• Passage provided:

▶

Antiope

History

France
- Name: Antiope
- Namesake: Antiope, an Amazon in Greek mythology
- Operator: French Navy
- Builder: Chantiers Worms le Trait, Rouen, France
- Laid down: 28 December 1928
- Launched: 18 August 1930
- Commissioned: 12 October 1933
- Stricken: 26 April 1946
- Fate: Condemned 26 April 1946

General characteristics
- Class & type: Diane-class submarine
- Displacement: 571 long tons (580 t) (surfaced); 809 long tons (822 t) (submerged);
- Length: 64.4 m (211 ft 3 in)
- Beam: 6.2 m (20 ft 4 in)
- Draft: 4.3 m (14 ft 1 in)
- Propulsion: 2 x 650 hp (485 kW) Normand-Vickers diesel engines; 2 x 500 hp (373 kW) electric motors;
- Speed: 13.7 or 14 kn (25.4 or 25.9 km/h; 15.8 or 16.1 mph) (surfaced) (sources disagree); 9 or 9.2 kn (16.7 or 17.0 km/h; 10.4 or 10.6 mph) (submerged) (sources disagree);
- Range: 4,000 nmi (7,400 km; 4,600 mi) at 10 knots (19 km/h; 12 mph) (surface); 82 or 85 nmi (152 or 157 km; 94 or 98 mi) at 5 knots (9.3 km/h; 5.8 mph) (submerged) (sources disagree);
- Test depth: 80 metres (262 ft)
- Complement: 3 officers, 38 men
- Armament: 3 × 550 mm (21.7 in) bow torpedo tubes; 3 × 550 mm (21.7 in) torpedo tubes in forward external rotating turret ; 1 × 550 mm (21.7 in) and 2 x 400 mm (15.7 in) torpedo tubes in after external rotating turret; 1 × 76.2 mm (3 in) deck gun; 1 × 13.2 mm (0.5 in) machine gun; 2 × 8 mm (0.31 in) machine guns;

= French submarine Antiope =

French Navy submarine commissioned in 1933

Antiope (Q160) was a French Navy commissioned in 1933. During World War II, she operated on the Allied side until 1940, when she became part of the naval forces of Vichy France. She returned to the Allied side late in 1942 when she joined the Free French Naval Forces.

==Construction and commissioning==
Antiope was authorized in the 1927 naval program and her keel was laid down at Chantiers Worms le Trait in Rouen, France, on 28 December 1928. She was launched on 18 August 1930 and commissioned at Cherbourg, France, on 12 October 1933.

◀

• Listing:
▶

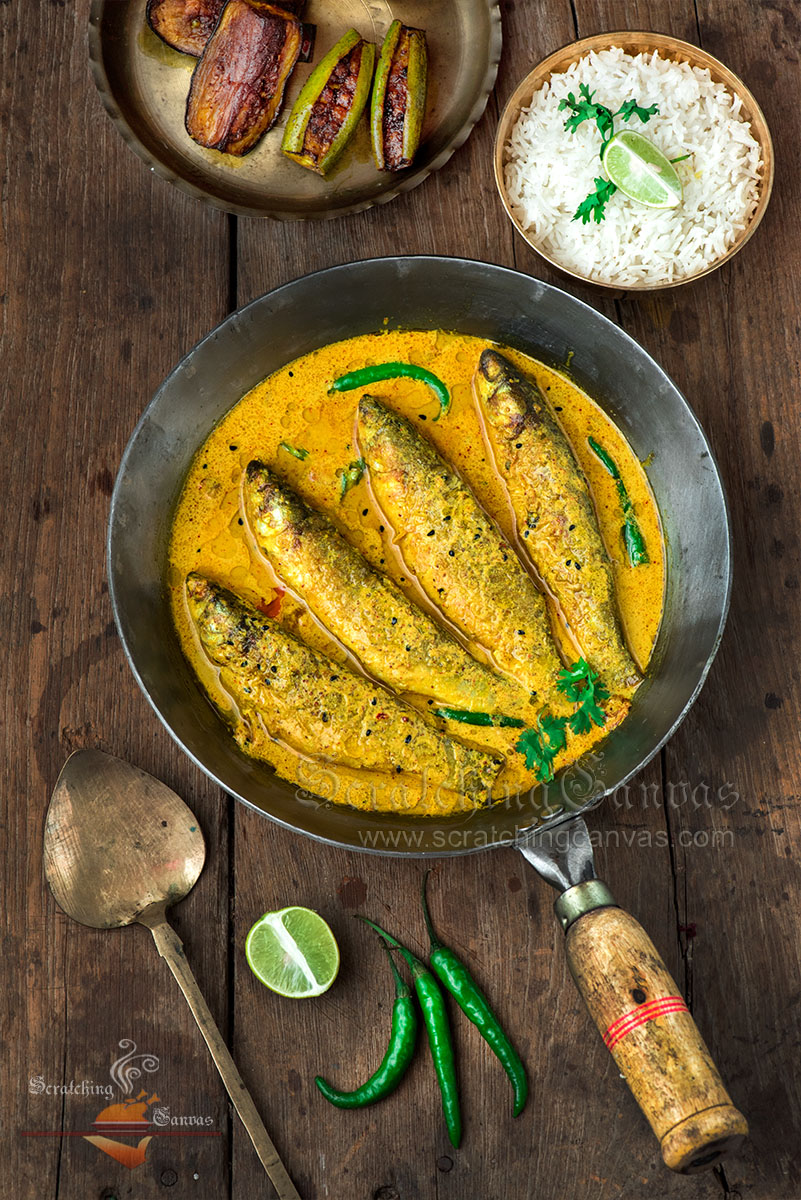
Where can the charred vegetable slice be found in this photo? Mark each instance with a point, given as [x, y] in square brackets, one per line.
[185, 24]
[398, 97]
[331, 103]
[239, 83]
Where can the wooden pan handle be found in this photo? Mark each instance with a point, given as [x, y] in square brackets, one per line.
[172, 949]
[651, 1036]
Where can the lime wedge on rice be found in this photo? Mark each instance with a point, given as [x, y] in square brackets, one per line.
[293, 952]
[640, 171]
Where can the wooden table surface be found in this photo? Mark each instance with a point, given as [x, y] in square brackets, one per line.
[108, 276]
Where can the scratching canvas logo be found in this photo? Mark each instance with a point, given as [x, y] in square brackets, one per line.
[126, 1126]
[128, 1116]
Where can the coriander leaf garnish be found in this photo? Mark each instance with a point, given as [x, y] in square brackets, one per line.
[594, 207]
[579, 684]
[582, 685]
[295, 451]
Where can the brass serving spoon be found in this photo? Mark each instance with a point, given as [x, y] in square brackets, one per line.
[120, 846]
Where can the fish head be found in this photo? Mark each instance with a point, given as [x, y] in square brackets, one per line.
[384, 441]
[270, 507]
[501, 391]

◀

• Stated problem 1: According to the article on the submarine Antiope, what was her complement?
• Stated problem 2: Please say whether each statement agrees with the article on the submarine Antiope, quoting the deciding words: (a) Antiope was authorized in the 1927 naval program. (b) Antiope was commissioned at Rouen. (c) Antiope's test depth was 100 metres.

• Final answer 1: 3 officers and 38 men.

• Final answer 2:
(a) Yes: "Antiope was authorized in the 1927 naval program"
(b) No: "commissioned at Cherbourg, France, on 12 October 1933"
(c) No: "Test depth: 80 metres (262 ft)"